THE BOOK cover
The Unwritten Book is Finally Written!
An in-depth analysis of: The sacrifice bunt, batter/pitcher matchups, the intentional base on balls, optimizing a batting lineup, hot and cold streaks, clutch performance, platooning strategies, and much more.
Read Excerpts & Customer Reviews

Buy The Book from Amazon


SABR101 required reading if you enter this site. Check out the Sabermetric Wiki. And interesting baseball books.
MOST RECENT ARTICLES
MAIL : You ask | We say

Advanced


THE BOOK--Playing The Percentages In Baseball

<< Back to main

Monday, November 21, 2011

Clay’s housekeeping

By Tangotiger, 11:13 AM

Clay notes how embarrassing, and otherwise confusing, decades old code looks like.  All I can say to that is: guilty!  When you don’t follow standards, things look so messy in a few years, that you not only try to avoid looking at the code, sometimes you just end up re-writing it entirely. 

That’s a lesson for you kids: get it right the first time, by taking your time.  That’s why what I’ve done for the last several years is include a “readme” file in every new folder I create.  It’s basically what we call a “run book”, so that if someone comes in cold, you know exactly what needs to be done, if you start from scratch.  It’s tremendously helpful.

Anyway, that’s not really the reason I linked to his article.  What caught my eye is this:

I’ve also been validating projection systems from the 2011 season. While I’m pleased with how my system (which ran with some of Nate Silver’s ideas on PECOTA, threw out some of them, replaced them with some of my own tools and approaches, resulting in a chimeric Sildavenverport monster) graded, and I was also pretty shocked at just how little difference even the most complex systems made when compared to an ordinary three-year average.

This is exactly why I created Marcel some eight years ago:
http://www.tangotiger.net/archives/stud0346.shtml

And why I thought so little of forecasting systems that I published the code so you can create it yourself.  And I thought so little of systems precisely because I spent countless hours trying to beat myself each time.  I’d come up with the basics, then think of different parameters, and trying to combine them in different ways, to improve my system.  And each time, the gains would be so negligible, that the gain was hardly worth the time. 

Even things like park factors, which I presumed would make a huge difference, hardly made a dent.  And when it came time for pure rookies (guys who never played in MLB), systems who were designed with extreme intelligence on the matter (Rally, MGL, ZiPS, PECOTA) barely were any better than if we just presumed the players were ALL THE SAME (while Marcel uses league average out of convenience, it’s better to just use the first-year average, or about a wOBA of 15 points under league average).  The rookies thing, the MLEs, is ripe for selection bias that makes it basically impossible for those systems to beat the most basic system.  Not to mention it makes an enormous difference if the rookie is going to be a reliever or starting pitcher.

It’s not like I just took some position on the matter, and am defending it.  I took this position because this is where the path has led me after countless hours spent studying this matter in as many ways as I can.  And it’s been re-affirmed when testing systems of other people smarter than me and who spent more time than I have, only for those people to be perhaps one step above Marcel.  If you need a visual here, we all started on Canal Street, and while Marcel is at Penn Station, those systems are on 35th street, and Times Square is just outside our reach.

Any forecaster honest with himself, and his readers, will attest to this.

##############################

#### List of tasks
(1) According to the blog post, what does the author include in every new folder he creates?
(2) Transcribe the passage of the blog post between "Clay notes how" and "It’s tremendously helpful.", inclusive.

##############################

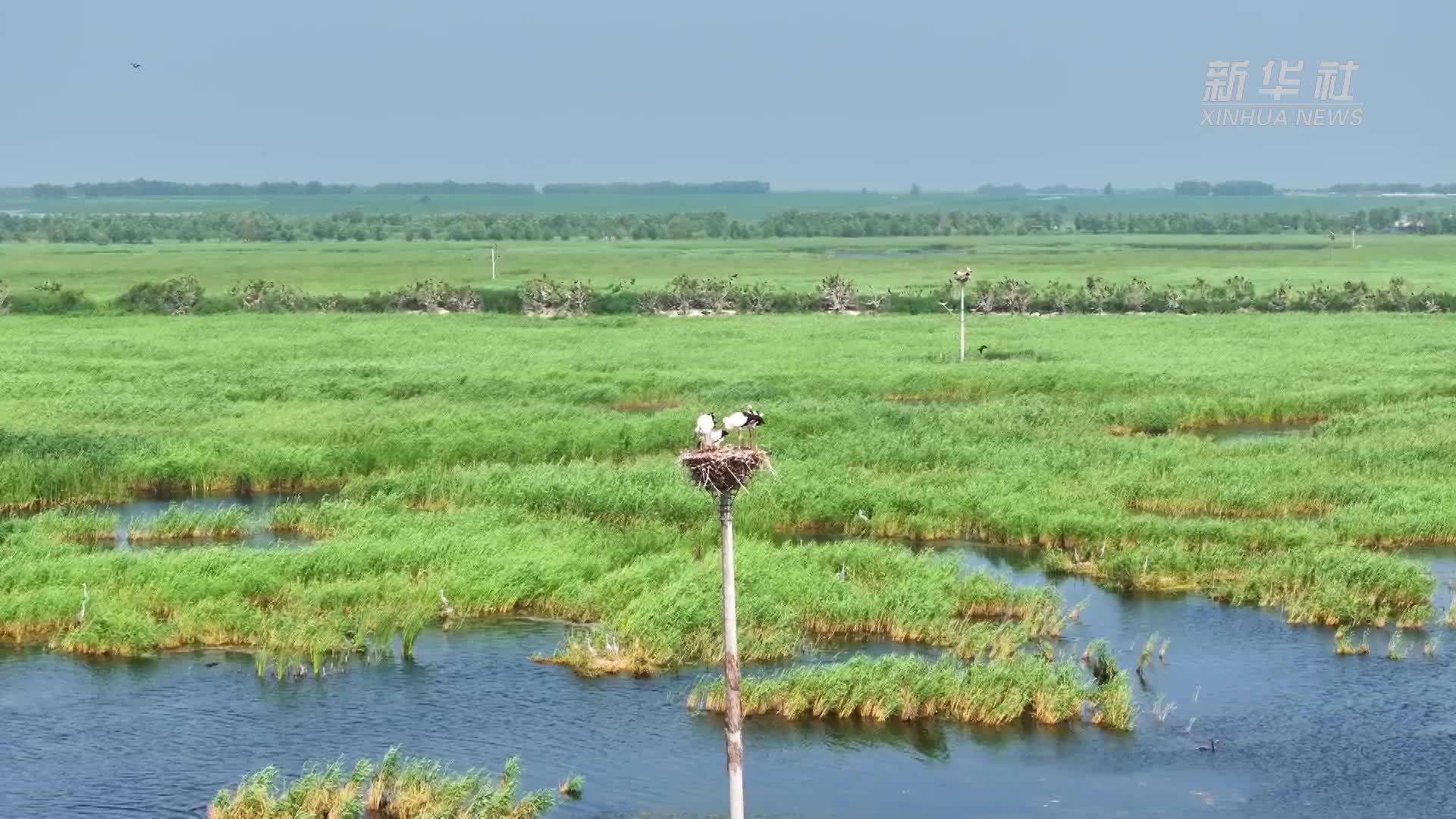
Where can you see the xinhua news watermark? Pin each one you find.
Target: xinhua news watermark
(1329, 102)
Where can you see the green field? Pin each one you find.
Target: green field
(457, 442)
(478, 465)
(739, 206)
(799, 264)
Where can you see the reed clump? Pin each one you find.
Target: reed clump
(1345, 648)
(571, 787)
(398, 787)
(912, 689)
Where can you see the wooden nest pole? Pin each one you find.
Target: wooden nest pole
(724, 472)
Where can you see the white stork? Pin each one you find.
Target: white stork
(742, 420)
(708, 438)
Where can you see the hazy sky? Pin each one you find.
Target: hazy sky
(800, 93)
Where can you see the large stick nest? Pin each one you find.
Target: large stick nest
(726, 469)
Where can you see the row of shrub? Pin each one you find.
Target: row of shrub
(357, 226)
(701, 297)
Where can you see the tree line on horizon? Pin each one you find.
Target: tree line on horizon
(357, 226)
(164, 188)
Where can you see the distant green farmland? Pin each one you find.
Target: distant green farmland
(737, 206)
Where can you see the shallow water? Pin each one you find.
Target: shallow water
(900, 254)
(1253, 433)
(1302, 732)
(256, 535)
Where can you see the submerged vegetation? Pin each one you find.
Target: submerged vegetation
(909, 689)
(400, 787)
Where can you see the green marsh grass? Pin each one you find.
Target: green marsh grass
(398, 789)
(484, 455)
(571, 787)
(1395, 649)
(912, 689)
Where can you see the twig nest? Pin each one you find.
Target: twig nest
(726, 469)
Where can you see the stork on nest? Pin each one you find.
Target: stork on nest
(724, 469)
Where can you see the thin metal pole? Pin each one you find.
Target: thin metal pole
(963, 322)
(733, 710)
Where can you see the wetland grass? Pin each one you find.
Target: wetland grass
(398, 789)
(912, 689)
(1345, 648)
(544, 503)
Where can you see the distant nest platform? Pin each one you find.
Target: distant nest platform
(724, 469)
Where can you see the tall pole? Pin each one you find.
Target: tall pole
(733, 710)
(963, 322)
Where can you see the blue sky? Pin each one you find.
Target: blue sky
(800, 93)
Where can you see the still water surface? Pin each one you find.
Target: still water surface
(1302, 732)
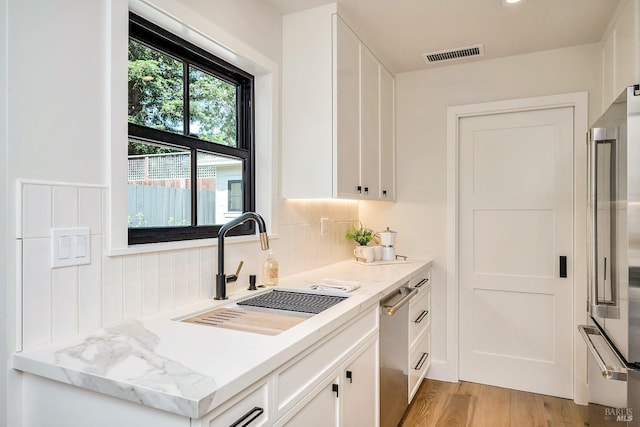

##############################

#### List of solutions
(1) A "readme" file, which works as a run book.

(2)
Clay notes how embarrassing, and otherwise confusing, decades old code looks like.  All I can say to that is: guilty!  When you don’t follow standards, things look so messy in a few years, that you not only try to avoid looking at the code, sometimes you just end up re-writing it entirely. 

That’s a lesson for you kids: get it right the first time, by taking your time.  That’s why what I’ve done for the last several years is include a “readme” file in every new folder I create.  It’s basically what we call a “run book”, so that if someone comes in cold, you know exactly what needs to be done, if you start from scratch.  It’s tremendously helpful.